§ Given task:
Starting at the first of the records and ending with the line that has "x=65, y=120", write those lines out again with "dark suit" changed to "black suit" and nothing else altered.

Records:
....

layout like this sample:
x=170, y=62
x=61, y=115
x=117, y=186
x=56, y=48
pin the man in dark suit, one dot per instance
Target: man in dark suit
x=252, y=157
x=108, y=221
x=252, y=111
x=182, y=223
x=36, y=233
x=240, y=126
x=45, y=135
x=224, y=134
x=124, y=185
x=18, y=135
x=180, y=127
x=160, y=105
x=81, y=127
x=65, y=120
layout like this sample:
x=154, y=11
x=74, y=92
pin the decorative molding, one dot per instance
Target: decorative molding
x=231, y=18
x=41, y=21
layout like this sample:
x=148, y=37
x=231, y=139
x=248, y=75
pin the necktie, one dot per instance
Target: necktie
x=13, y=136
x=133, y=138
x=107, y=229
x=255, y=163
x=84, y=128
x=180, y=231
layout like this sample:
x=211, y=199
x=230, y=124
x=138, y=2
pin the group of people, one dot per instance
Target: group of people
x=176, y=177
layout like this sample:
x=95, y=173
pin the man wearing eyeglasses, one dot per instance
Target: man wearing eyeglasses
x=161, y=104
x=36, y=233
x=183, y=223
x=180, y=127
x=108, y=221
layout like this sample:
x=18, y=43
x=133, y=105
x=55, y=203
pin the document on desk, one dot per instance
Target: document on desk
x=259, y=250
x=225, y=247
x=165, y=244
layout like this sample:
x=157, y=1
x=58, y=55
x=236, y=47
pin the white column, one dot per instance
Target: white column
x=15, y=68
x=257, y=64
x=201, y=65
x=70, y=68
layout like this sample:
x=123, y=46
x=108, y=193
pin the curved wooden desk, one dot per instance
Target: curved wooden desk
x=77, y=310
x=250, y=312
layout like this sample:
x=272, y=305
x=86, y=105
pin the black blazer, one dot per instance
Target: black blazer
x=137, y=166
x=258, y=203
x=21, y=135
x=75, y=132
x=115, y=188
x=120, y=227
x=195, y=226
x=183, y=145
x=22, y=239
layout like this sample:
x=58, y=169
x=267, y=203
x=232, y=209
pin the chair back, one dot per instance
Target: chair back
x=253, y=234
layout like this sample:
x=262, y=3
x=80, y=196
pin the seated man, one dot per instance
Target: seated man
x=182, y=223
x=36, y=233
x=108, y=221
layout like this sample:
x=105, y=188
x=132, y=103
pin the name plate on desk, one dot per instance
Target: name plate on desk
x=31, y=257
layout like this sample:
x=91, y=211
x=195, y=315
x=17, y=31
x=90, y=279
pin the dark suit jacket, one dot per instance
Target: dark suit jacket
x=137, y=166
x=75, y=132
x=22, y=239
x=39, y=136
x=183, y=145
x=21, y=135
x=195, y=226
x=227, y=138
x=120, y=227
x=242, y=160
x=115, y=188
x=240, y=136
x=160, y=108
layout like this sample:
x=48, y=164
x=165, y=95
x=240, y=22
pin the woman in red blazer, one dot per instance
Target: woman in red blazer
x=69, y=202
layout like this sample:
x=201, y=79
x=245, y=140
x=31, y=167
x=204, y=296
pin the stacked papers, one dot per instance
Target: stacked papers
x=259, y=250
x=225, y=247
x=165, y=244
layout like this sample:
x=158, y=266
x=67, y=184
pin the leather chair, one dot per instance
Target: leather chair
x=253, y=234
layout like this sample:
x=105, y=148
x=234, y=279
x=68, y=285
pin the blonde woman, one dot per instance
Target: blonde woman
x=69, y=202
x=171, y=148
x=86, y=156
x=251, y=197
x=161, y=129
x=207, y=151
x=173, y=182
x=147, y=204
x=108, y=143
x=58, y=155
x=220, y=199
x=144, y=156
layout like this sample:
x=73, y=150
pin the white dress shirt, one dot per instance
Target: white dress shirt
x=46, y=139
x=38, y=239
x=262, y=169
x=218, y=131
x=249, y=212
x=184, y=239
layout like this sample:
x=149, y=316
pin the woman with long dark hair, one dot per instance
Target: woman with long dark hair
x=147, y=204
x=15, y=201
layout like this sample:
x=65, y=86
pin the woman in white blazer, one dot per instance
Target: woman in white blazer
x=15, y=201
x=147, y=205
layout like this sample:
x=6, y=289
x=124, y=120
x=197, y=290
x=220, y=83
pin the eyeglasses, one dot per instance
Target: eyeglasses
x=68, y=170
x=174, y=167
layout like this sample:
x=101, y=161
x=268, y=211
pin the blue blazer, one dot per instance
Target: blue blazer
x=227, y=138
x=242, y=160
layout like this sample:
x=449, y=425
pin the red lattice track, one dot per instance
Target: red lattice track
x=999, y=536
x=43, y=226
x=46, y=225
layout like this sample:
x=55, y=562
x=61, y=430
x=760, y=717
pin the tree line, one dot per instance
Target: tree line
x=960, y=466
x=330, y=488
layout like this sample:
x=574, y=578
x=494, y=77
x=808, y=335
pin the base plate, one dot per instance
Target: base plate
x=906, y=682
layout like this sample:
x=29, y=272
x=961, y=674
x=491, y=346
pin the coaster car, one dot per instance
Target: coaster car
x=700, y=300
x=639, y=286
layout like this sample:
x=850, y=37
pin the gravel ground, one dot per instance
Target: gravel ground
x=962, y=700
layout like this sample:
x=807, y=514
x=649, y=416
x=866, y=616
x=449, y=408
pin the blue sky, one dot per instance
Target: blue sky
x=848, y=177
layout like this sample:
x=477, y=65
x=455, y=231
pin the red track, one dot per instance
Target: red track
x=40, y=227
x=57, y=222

....

§ Result for this exercise:
layout like this sample:
x=170, y=62
x=61, y=115
x=117, y=186
x=56, y=48
pin the man in black suit, one dot per instance
Target: man in black suit
x=252, y=157
x=108, y=221
x=252, y=111
x=182, y=223
x=36, y=233
x=240, y=126
x=45, y=135
x=224, y=134
x=124, y=185
x=18, y=135
x=180, y=127
x=160, y=105
x=81, y=127
x=65, y=120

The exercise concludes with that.